(Task goal)
Which lines run from the one containing "Please indicate the plaid" to the end of the entries? Copy them exactly, both ends included, and give nothing else.

── Input ──

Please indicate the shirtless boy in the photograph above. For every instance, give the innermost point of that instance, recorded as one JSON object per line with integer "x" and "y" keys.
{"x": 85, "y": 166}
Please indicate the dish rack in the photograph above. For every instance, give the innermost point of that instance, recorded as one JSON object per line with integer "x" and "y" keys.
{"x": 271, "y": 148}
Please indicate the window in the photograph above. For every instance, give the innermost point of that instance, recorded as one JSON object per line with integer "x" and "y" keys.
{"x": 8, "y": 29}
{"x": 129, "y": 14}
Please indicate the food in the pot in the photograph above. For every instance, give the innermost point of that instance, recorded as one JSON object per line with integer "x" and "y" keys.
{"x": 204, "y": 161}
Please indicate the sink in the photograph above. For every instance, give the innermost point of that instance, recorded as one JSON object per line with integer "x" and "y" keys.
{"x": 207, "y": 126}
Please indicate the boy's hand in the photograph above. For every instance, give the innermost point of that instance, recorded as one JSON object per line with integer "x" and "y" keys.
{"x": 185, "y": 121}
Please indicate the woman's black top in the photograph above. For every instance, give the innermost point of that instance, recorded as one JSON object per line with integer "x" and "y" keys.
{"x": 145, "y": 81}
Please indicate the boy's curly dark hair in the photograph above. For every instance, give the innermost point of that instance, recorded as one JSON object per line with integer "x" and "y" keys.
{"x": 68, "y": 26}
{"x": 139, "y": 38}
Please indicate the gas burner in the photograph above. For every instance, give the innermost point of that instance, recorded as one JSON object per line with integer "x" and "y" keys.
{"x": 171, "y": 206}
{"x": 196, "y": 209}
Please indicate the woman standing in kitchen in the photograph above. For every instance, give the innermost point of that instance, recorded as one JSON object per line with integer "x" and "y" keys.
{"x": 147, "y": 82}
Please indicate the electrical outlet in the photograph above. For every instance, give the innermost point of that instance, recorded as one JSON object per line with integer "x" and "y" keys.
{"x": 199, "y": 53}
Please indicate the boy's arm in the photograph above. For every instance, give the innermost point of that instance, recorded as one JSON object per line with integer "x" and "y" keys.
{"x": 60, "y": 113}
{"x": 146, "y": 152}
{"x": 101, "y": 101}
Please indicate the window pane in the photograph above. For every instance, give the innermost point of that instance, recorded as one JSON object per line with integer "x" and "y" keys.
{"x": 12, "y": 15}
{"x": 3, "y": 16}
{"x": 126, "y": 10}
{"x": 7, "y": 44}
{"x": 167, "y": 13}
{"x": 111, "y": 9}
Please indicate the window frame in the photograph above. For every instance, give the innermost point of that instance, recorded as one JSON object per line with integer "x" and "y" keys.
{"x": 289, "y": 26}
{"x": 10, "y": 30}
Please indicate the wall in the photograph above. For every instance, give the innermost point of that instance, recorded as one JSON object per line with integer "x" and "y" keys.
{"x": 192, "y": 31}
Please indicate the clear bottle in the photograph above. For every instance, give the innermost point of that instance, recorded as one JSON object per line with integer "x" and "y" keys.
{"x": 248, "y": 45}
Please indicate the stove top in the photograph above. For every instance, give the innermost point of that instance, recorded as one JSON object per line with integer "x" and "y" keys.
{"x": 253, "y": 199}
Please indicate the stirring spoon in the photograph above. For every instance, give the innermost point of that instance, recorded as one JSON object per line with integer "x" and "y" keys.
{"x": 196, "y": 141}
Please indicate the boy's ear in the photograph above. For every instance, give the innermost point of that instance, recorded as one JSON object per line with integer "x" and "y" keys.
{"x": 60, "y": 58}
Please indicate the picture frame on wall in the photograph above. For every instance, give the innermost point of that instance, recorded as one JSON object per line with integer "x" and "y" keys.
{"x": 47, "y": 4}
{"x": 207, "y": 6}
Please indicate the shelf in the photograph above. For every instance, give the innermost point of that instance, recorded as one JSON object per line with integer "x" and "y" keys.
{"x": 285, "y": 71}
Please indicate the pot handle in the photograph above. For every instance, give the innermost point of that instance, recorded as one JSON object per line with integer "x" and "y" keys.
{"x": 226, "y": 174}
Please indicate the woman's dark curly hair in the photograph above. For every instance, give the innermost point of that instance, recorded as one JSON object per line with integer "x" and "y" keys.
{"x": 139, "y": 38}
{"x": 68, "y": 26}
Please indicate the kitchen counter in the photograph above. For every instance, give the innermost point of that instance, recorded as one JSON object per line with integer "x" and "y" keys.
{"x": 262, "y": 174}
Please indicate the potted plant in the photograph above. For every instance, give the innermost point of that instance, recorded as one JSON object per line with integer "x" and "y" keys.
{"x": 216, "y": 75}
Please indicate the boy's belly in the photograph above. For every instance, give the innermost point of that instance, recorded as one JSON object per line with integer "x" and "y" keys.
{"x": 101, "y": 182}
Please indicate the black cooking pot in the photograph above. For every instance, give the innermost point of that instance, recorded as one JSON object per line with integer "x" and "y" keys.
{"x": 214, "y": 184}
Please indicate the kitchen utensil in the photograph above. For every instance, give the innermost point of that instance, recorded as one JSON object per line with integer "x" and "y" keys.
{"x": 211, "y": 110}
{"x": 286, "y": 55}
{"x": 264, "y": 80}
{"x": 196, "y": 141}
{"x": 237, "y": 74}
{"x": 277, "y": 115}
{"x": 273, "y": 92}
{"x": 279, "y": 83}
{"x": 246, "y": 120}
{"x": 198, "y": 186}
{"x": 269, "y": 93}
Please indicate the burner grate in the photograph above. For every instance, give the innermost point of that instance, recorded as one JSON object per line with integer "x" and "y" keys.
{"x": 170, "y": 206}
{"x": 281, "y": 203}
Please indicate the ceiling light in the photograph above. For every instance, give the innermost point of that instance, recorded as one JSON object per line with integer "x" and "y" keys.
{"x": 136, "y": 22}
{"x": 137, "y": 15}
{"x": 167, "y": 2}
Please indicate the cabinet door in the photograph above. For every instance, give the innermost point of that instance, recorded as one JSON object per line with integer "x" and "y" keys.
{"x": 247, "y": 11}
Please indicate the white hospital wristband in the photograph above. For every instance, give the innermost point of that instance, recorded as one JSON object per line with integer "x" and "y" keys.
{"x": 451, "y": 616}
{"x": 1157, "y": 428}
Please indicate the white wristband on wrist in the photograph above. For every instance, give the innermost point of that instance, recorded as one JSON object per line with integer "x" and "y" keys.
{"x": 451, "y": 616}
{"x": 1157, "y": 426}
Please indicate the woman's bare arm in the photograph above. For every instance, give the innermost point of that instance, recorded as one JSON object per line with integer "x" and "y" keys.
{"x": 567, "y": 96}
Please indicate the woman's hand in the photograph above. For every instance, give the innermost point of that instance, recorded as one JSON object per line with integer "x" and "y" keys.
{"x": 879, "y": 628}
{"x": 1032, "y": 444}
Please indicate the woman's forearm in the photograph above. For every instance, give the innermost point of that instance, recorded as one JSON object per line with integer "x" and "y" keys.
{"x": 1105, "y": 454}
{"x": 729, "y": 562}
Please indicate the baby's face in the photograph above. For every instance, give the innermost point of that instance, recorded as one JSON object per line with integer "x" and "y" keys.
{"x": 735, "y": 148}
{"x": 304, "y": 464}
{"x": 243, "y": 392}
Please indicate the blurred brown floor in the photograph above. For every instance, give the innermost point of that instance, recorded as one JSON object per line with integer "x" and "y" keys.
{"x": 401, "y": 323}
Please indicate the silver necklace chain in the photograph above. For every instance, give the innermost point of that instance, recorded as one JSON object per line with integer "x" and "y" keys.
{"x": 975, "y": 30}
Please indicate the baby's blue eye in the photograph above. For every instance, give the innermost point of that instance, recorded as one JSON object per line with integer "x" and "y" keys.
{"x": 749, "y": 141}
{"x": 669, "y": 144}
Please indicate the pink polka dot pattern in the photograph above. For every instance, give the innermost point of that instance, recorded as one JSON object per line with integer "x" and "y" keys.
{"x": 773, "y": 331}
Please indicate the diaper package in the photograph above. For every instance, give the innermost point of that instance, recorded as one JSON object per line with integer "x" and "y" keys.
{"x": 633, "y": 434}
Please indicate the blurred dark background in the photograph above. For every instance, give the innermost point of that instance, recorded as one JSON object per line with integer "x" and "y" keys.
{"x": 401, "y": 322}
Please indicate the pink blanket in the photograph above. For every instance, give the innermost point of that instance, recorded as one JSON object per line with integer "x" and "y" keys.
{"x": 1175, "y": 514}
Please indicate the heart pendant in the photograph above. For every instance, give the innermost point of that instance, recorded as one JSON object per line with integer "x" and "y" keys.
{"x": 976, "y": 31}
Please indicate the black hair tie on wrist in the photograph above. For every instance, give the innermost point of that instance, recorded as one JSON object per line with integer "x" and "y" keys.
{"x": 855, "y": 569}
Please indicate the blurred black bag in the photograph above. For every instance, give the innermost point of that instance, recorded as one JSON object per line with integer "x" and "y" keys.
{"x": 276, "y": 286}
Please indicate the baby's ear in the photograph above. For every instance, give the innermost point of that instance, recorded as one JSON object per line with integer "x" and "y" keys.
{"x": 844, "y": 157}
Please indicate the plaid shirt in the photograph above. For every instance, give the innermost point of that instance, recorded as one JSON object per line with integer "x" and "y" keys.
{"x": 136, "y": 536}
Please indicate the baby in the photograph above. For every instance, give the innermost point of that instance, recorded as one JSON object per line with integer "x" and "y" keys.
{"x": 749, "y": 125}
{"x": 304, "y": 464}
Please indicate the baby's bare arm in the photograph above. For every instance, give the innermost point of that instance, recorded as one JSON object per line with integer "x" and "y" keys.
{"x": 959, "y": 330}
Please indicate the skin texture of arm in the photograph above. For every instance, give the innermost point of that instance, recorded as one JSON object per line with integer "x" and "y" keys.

───

(Exercise response)
Please indicate the plaid shirt in the photograph above. For every instance, give the innermost point of that instance, recorded as one JSON object per line with integer "x" and "y" keys.
{"x": 136, "y": 536}
Please indicate the baby in the photograph above. For every instance, give the innermost point of that instance, recorded as one JSON object per line with integer "x" and "y" keys.
{"x": 749, "y": 125}
{"x": 304, "y": 464}
Please indicate the baby's bare arm in the photograph above. For every instance, give the innermost point of that instance, recorded as one JSON object per line with integer "x" and "y" keys.
{"x": 959, "y": 330}
Please indicate the skin texture of arm in the photograph above. For every instance, give the innermost point of that instance, recorded as one JSON object per line with integer "x" and "y" keys.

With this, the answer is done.